Stored rows:
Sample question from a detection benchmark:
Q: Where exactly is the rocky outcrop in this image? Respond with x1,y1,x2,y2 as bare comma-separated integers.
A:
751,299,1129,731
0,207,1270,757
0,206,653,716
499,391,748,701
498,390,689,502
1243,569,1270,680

## DESCRIPTION OF THE TASK
Copy these rows word for word.

## FINISHED EXERCISE
Sample question from a detection benchmark:
Q: Where exactly is the rocky outcrop in this image? Respond with x1,y1,x2,y2 as bare comma-separated integers.
A:
751,299,1129,731
0,207,1270,757
0,206,653,716
499,391,748,701
498,390,689,502
1243,569,1270,680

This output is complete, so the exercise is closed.